§ **Supplied passage**
Looking Back Paso Robles

This look back at Paso Robles history comes from local newspapers in the Paso Robles Area Historical Society collection. News for this column is selected with the assistance of the society’s Vice President Nancy Tweedie and Research Director Jan Cannon.

Excerpts from the Thursday, October 23, 1930, Paso Robles Spotlight:

Dog-killing maniac sought after outrage

Three animals near death as wide police search is undertaken. Citizens angry. Believed work of madman; pet lovers guarding their favorites

Police throughout San Luis Obispo County were on the lookout today for a ruthless, believed to be maniacal, dog killer, following a relentless strychnine poisoning orgy in San Miguel yesterday in which three valuable dogs were placed near death and a dozen others painfully injured.

The poisoned dogs, for whom slight hopes are held out, belong to O. Renner and C.J. Stanley, associated Almond ranchers. The three dogs are valued at almost $300.

§ **Records to process**
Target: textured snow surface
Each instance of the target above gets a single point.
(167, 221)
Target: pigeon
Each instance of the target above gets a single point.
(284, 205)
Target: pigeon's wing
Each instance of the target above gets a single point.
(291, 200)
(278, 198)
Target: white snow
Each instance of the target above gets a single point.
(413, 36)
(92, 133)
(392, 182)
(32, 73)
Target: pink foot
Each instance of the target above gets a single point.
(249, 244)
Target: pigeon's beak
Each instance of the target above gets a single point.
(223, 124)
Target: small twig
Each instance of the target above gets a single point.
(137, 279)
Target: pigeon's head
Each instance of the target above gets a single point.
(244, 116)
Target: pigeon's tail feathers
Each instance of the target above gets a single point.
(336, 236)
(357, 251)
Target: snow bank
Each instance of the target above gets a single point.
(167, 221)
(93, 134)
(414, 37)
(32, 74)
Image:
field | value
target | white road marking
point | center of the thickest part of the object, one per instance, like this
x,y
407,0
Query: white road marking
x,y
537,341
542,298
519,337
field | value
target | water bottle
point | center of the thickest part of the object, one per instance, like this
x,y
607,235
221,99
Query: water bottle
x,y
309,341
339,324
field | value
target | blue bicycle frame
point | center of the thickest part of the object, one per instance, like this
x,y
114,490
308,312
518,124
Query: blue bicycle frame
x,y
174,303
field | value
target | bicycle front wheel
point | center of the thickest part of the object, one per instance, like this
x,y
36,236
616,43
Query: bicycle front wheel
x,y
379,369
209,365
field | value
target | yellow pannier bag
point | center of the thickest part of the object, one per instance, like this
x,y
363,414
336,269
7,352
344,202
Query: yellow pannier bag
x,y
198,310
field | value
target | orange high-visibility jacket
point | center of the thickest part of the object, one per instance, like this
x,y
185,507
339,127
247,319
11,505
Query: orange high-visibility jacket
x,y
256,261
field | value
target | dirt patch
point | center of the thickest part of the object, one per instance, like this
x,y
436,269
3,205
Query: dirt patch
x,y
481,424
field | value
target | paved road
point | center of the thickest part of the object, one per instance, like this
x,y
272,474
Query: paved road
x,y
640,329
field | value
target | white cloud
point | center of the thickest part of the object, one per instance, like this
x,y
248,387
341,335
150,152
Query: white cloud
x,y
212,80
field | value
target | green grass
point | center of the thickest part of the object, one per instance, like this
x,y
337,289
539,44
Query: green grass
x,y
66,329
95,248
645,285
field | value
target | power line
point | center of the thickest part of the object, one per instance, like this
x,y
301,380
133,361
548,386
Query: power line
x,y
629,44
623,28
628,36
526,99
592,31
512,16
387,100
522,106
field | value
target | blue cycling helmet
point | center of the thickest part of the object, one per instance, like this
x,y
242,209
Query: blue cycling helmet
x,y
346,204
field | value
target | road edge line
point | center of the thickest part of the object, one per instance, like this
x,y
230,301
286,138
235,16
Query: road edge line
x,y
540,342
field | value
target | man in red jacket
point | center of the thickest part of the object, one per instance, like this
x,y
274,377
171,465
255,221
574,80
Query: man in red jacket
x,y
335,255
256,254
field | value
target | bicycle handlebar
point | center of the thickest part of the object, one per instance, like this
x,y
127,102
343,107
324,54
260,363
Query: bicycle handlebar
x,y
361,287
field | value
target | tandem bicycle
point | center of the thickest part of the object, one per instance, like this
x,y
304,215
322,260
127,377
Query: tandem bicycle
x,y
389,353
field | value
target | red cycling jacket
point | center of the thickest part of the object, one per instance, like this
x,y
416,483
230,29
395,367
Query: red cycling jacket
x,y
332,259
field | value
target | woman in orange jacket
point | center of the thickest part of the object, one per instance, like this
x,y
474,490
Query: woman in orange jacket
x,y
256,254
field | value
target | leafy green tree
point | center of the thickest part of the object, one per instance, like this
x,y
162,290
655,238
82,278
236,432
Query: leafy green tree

§ **To be done**
1. In one to three sentences, explain why the 1930 Paso Robles Spotlight excerpt says police throughout San Luis Obispo County were on the lookout for a dog killer.
2. Gather every line of the records that contains the string "marking". Case counts.

§ **Answers to the tasks**
1. Police were searching because of a strychnine poisoning spree in San Miguel the day before. It left three valuable dogs near death and a dozen others painfully injured.

2.
target | white road marking
Query: white road marking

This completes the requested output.